イギリスにおける自由貿易主義と均衡的国民経済主義との相克

Research Project

Project/Area Number 23530237
Research InstitutionYokohama National University

Principal Investigator

松永 友有  横浜国立大学, 国際社会科学研究院, 教授 (50334082)

Keywords自由貿易 / 自由主義 / 保護主義 / 均衡的国民経済 / ケインズ / ホブソン
Research Abstract

英語論文'The Paradoxical Coexistence between Free Tradism and Economic Nationalism within Left Liberals in Britain'を作成し、目下著名な国際ジャーナルであるEnglish Historical Reviewに投稿中である。
この論説においては、イギリスにおける自由党左派の系譜に連なる経済学者ホブソンとケインズの経済思想を主たる対象とし、イギリス特有の思想的布置状況の中に位置づけることにより、両者の国際経済思想の特質を明らかにした。すなわち、イギリスにおける保護主義思想は、帝国特恵関税構想を通じて帝国主義と結びつくのみならず、地主階級のヘゲモニーとも結びついたことにより、非常に右翼的な性質を強く帯びていた。その一方で自由党左派は、不労所得階層に対して生産者利害を重視し、製造業を軸とする均衡的国民経済の維持を図るという点では、保護主義者と共通する理念を有していた。その結果、自由党左派は、深刻なディレンマに陥る結果となった。つまり、生産者利害重視と均衡的国民経済の理念の上では保護主義と本来親和性が高かったにも関わらず、イギリス保護主義の右翼的な傾向のゆえに、自由貿易主義を唱えざるを得ない、というディレンマである。
ホブソンとケインズの両者の国際経済思想は、保護主義に対する姿勢のうえで非常な曖昧さを有しているという点について従来の多くの研究は既に指摘したが、上記の状況を踏まえることにより、本論説は、ホブソンとケインズ両者の国際経済思想について、従来にないオリジナルな視点から解明を試みたものであると言える。
その他、論説「イギリス商務院の武器輸出管理政策と外務省との角逐」を公刊した。この論説においては、武器輸出政策を焦点として、イギリスにおける対外的通商政策をめぐる思想状況を照射した。

**やること**
a - 本文の一文「その他、論説「イギリス商務院の武器輸出管理政策と外務省との角逐」を公刊した。」を英語に訳してください。
b - 本文によると、英語論文はどの国際ジャーナルに投稿中ですか。
c - 本文の「Project/Area Number 23530237」から「Britain'を作成し、目下著名な国際ジャーナルであるEnglish Historical Reviewに投稿中である。」までを、その語句も含めてそのまま書き写してください。
これらの行は本文とは関係がありません。

**表示される情報**
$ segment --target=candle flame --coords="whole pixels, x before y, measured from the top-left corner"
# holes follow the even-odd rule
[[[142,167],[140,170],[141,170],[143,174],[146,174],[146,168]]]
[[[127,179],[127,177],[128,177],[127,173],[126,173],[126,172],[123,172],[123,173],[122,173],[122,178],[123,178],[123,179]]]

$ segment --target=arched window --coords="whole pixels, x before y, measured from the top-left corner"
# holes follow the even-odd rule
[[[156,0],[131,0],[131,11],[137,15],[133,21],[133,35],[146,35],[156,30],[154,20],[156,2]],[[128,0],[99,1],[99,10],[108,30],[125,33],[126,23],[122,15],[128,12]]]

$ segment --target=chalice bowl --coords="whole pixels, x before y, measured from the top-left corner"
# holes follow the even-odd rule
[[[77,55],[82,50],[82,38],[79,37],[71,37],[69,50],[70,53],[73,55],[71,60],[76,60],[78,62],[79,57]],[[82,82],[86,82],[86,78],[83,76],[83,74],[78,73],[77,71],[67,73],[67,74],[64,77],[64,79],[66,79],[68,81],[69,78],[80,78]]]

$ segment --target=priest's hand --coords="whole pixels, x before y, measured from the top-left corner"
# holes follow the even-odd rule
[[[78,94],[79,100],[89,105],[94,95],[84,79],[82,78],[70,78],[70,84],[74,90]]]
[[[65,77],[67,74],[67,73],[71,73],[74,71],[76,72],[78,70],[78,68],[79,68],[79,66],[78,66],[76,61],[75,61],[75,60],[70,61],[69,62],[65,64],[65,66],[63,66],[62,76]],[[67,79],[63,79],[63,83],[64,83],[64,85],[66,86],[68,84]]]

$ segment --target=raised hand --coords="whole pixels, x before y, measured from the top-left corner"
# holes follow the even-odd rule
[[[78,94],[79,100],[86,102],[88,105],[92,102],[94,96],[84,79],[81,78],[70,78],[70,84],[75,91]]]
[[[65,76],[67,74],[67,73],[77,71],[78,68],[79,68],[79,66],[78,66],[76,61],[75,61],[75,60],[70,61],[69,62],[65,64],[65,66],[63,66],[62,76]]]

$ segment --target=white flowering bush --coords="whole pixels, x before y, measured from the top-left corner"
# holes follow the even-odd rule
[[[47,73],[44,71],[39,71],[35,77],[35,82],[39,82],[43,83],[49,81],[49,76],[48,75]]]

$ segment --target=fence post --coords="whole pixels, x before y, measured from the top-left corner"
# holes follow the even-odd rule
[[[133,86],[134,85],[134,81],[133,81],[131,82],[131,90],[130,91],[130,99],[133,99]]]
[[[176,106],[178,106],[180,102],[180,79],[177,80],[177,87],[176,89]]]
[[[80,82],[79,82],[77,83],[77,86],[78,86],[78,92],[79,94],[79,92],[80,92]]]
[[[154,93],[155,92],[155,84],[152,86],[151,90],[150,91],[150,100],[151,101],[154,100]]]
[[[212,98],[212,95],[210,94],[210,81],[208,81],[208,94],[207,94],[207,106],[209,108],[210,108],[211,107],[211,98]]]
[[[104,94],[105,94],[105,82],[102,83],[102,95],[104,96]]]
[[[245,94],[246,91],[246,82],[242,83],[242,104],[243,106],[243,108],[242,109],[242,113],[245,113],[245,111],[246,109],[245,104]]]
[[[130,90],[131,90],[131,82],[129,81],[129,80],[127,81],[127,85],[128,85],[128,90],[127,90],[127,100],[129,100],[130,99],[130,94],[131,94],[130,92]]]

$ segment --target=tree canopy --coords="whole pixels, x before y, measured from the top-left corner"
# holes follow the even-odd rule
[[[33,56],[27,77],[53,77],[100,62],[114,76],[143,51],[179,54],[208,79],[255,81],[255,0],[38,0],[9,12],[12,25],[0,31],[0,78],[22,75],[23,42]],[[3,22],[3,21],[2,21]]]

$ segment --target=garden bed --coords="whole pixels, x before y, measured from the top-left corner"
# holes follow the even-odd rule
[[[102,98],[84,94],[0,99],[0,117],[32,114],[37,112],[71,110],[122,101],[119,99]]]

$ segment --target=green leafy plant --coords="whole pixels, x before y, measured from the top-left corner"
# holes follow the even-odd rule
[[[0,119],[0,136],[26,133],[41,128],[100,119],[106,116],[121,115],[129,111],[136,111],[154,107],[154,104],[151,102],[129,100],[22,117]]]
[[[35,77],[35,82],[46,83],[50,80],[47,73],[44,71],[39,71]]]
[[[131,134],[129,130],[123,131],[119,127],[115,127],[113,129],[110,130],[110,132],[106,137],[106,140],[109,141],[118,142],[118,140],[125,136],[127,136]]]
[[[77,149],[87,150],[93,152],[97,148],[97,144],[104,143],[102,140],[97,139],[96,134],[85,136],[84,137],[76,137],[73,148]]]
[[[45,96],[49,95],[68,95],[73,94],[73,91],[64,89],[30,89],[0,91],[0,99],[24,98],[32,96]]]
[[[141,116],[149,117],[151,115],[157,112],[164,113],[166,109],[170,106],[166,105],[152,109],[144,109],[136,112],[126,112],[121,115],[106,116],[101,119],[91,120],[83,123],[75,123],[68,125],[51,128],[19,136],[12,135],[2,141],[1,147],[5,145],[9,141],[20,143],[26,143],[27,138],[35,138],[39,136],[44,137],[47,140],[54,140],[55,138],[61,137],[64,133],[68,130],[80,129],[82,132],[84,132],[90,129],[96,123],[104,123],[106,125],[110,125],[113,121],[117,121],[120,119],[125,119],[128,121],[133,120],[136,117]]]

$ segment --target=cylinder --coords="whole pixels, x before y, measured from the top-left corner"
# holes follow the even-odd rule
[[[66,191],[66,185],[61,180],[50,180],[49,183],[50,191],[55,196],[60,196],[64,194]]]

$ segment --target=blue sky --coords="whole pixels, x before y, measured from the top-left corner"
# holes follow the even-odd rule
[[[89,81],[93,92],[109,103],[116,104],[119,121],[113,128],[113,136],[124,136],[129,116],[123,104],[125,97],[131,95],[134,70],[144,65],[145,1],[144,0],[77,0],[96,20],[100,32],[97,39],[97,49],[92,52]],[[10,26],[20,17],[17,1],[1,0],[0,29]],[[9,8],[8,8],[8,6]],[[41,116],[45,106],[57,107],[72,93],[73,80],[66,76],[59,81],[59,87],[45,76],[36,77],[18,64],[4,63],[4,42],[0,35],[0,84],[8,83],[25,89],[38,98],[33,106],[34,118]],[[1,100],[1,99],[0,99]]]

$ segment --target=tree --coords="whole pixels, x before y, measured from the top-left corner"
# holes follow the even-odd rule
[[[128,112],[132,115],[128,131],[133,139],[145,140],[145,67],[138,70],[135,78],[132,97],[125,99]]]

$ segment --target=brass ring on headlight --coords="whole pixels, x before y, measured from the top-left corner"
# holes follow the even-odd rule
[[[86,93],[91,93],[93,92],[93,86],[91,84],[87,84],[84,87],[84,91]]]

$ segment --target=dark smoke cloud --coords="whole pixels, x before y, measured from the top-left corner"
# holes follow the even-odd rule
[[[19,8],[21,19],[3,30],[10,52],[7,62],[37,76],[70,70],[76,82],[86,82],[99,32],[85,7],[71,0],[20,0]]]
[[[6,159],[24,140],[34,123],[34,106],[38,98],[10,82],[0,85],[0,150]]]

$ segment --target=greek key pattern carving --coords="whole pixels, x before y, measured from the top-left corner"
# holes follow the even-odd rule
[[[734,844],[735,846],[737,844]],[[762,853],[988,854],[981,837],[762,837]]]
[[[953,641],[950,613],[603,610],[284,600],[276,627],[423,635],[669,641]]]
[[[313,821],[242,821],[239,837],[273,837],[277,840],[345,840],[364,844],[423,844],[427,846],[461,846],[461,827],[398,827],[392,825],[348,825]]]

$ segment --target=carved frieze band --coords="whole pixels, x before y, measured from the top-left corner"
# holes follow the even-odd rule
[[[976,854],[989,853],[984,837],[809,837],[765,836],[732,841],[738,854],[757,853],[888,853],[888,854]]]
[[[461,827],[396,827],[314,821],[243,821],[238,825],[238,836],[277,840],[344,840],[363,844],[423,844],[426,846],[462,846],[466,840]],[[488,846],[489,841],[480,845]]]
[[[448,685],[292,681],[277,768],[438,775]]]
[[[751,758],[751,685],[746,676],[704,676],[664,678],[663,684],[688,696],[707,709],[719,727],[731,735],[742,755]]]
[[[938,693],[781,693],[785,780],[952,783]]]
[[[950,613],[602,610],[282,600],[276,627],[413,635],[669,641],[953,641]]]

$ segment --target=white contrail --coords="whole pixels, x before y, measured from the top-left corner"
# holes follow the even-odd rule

**課題ごとの解答**
a - In addition, the article "The Arms Export Control Policy of the British Board of Trade and Its Rivalry with the Foreign Office" was published.

b - English Historical Reviewです。

c -
Project/Area Number 23530237
Research InstitutionYokohama National University

Principal Investigator

松永 友有  横浜国立大学, 国際社会科学研究院, 教授 (50334082)

Keywords自由貿易 / 自由主義 / 保護主義 / 均衡的国民経済 / ケインズ / ホブソン
Research Abstract

英語論文'The Paradoxical Coexistence between Free Tradism and Economic Nationalism within Left Liberals in Britain'を作成し、目下著名な国際ジャーナルであるEnglish Historical Reviewに投稿中である。